---------- DOCUMENT SECTION ----------

One of the best aspects of working on the Archetypes display was bringing in characters from writers whose works I love and who might otherwise not have been recognized. Fafhrd as a Barbarian and the Gray Mouser as a Rogue? That might or might not have happened without me. But getting N. K. Jemisin's Nahadoth the Night Lord into the display as an example of the The Earth-Shaker, and using Sethra Lavode from Steven Brust's Dragaera as an example of The Iron Woman? A sweet way to repay a bit of the pleasure I've had reading these books.

Ditto for the painting above, by friends who are two of my favorite artists, Catska and Cory Ench. This painting of Suldrun originally appeared as the cover of Lyonesse on my friend Bob Kruger's electricstory.com site. Now Cory and Catska allowed it be used as Suldrun's illustration in the Damsels section of the Archetypes display. I love it when friends' work comes together.

The exhibit opens on Saturday the 27th, but on Friday the 26th there's an opening gala involving archery, scavenger quests, sword-fighting demonstrations, photos sitting on the Iron Throne from Game of Thrones, and games run by Card Kingdom and WotC. Come sit by the river a spell, wander the gardens, or cast a spell.  

Wednesday, April 17, 2013

Fawning candy blink dogs


A couple months ago Ken Hite was putting together the monster list for the upcoming 13th Age Bestiary from Pelgrane Press. I'd been helping with suggestions and sample monster write-ups. Then I mentioned the monsters I wasn't sure we should cover.

Dogs.

Any time D&D did a book of monsters in 3e and 3.5, you could count on a substantial portion of the contributions amounting to dogs. Go ahead, start paging through with the core Monster Manual, you'll hit the hound archon, barghest (wolflike is doglike, man), blink dog, dire wolf, gnolls (because hyenas count), and so on, up through the warg, winter wolf, and yeth hound. The monsters just get barkier in the Fiend Folio and in the old Monster Manual II, sometimes when you don't really expect it. Caniloth? That's a dog-like not-demon/not-devil. Senmurv? That's some kind of coyote humanoid with rainbow wings. As soon as you do a race sourcebook, that race has gotta have a dog. Or three. The parade of dog-like monsters keeps spooling out like a WTF multiversal dog show.

----------

▶ [DIRECTION]: From the blog text above, list each activity the text says the Friday opening gala involves.

---------- RAW DATA ----------

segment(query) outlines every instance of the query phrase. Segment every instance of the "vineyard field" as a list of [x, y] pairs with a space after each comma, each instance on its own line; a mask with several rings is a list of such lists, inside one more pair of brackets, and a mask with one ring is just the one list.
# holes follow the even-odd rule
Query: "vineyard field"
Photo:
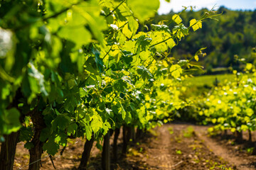
[[[234, 144], [234, 139], [208, 135], [208, 126], [183, 123], [166, 124], [151, 130], [140, 141], [131, 142], [127, 154], [112, 164], [112, 169], [255, 169], [256, 157], [246, 144]], [[244, 134], [244, 138], [248, 137]], [[256, 141], [256, 133], [253, 133]], [[112, 142], [112, 139], [111, 140]], [[81, 140], [69, 143], [63, 155], [56, 155], [56, 169], [75, 169], [82, 152]], [[122, 148], [122, 141], [119, 147]], [[112, 146], [112, 144], [111, 144]], [[28, 152], [18, 145], [14, 169], [28, 164]], [[41, 169], [54, 169], [44, 154]], [[88, 169], [100, 169], [100, 152], [94, 145]], [[230, 168], [230, 169], [229, 169]], [[26, 166], [23, 169], [26, 169]]]
[[[0, 1], [0, 170], [255, 168], [256, 13], [246, 13], [243, 33], [230, 30], [232, 41], [210, 38], [219, 52], [209, 57], [230, 64], [215, 67], [205, 63], [210, 41], [178, 49], [233, 13], [183, 6], [155, 23], [159, 7]], [[238, 15], [235, 29], [245, 17]], [[203, 72], [232, 74], [196, 76]]]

----------

▶ [REPLY TO THE EXERCISE]:
- Archery
- Scavenger quests
- Sword-fighting demonstrations
- Photos sitting on the Iron Throne from Game of Thrones
- Games run by Card Kingdom and WotC